ЗАДАНИЕ:
Перепишите из отрывка о Нине Гавриловне дословно фрагмент от слов «Проникнувшись ценностями собирательской» до слов «являемся его посетителями.» включительно.

ОТРЫВОК:
__________

Анализируя множество встреч с Ниной Гавриловной, можно сказать, что интервью, о котором идет речь, для нее как информанта вполне типично. Уже во время первой встречи с участниками экспедиции она проявила присущий ей артистизм и свое искреннее желание максимально полно раскрыться перед собирателями. Многочисленные записи бесед с Ниной Гавриловной демонстрируют, что наша героиня тщательно готовится к каждой встрече, предугадывая исследовательский интерес.

Проникнувшись ценностями собирательской работы и осознав преимущества своего знания, Нина Гавриловна пошла дальше. Она создает, если использовать очередную метафору, своеобразный интерактивный музей, в котором все предметы оживают, встают на свое этнографическое место, включены в жизнь и обряд. И мы, собиратели, являемся его посетителями.

Симптоматично, что очень многие недостающие, но необходимые для рассказа вещи Нина Гавриловна изготавливает специально к приходу собирателей. Такие изделия подобны музейным муляжам, и нам не раз приходилось видеть процесс их создания. Например, для того чтобы мы имели представление о перине, информантка смастерила ее «уменьшенную копию», которая никакой практической ценности не имеет и в дальнейшем вряд ли может быть использована. Из газеты Нина Гавриловна сделала «выкройку» занавески, вырезав на ней рисунок, подобный тем, какие «в старину» вырезали на отрезке материи (конечно же, ее рассказ о занавеске был встроен в рассказ об украшении дома перед свадьбой). На наших глазах Нина Гавриловна сшила чепчик, который носили женщины под платком. Но поскольку чепчик был мал и не мог быть надет даже на детскую голову, она использовала для его демонстрации перевернутую литровую банку, на которую вместо глаз, носа и рта тут же приклеила куски бумаги, сделав таким образом своеобразный манекен. (К слову заметим, что на нашу просьбу сшить чепчик обычного размера Нина Гавриловна охотно согласилась и на следующий день представила нам новый образец.)

Интересно, что муляжи Нины Гавриловны – это, как правило, уменьшенные копии. Они во многом бутафорны. Это детали игры, а не реальности: они подобны прототипам, но функционально совершенно непригодны. Не случайно, говоря о себе и своей деятельности, Нина Гавриловна не раз замечала, что делает все «для смеху». Она играет в традицию, но и играет с традицией. Для того чтобы рассказ выглядел логично, стройно и, что немаловажно для нашей героини, красочно и ярко, она может что-то прибавить «от себя» и даже присочинить. Например, описывая «похороны кукушки», один из основных весенних обрядов местной традиции, Нина Гавриловна завела песню, которую якобы пели девушки. Однако эта песня, хоть и основанная на традиционных формулах, – произведение самой Нины Гавриловны. В фольклорной традиции специальной песни, соответствующей этому обрядовому моменту, нет.

__________

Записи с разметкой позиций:
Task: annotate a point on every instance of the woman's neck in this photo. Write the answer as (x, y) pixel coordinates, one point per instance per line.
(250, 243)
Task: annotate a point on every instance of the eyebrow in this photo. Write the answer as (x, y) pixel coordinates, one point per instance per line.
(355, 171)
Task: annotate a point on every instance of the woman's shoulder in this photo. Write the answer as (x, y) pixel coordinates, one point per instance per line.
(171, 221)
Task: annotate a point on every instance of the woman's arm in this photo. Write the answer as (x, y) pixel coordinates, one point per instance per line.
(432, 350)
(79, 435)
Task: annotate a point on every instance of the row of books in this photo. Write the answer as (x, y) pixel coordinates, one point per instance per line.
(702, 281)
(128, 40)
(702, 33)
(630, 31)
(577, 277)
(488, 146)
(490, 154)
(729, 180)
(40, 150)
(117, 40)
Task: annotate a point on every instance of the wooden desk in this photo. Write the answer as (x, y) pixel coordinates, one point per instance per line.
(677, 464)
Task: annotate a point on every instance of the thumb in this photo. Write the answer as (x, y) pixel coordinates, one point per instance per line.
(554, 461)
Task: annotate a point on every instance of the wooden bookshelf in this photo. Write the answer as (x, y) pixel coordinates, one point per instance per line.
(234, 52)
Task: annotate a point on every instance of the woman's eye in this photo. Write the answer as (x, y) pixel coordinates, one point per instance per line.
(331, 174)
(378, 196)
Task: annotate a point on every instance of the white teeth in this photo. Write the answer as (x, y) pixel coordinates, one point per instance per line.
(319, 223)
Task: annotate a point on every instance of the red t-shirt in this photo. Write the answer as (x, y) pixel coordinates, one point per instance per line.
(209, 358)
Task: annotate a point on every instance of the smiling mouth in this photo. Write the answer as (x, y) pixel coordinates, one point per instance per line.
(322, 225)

__________

ОТВЕТ НА ЗАДАНИЕ:
Проникнувшись ценностями собирательской работы и осознав преимущества своего знания, Нина Гавриловна пошла дальше. Она создает, если использовать очередную метафору, своеобразный интерактивный музей, в котором все предметы оживают, встают на свое этнографическое место, включены в жизнь и обряд. И мы, собиратели, являемся его посетителями.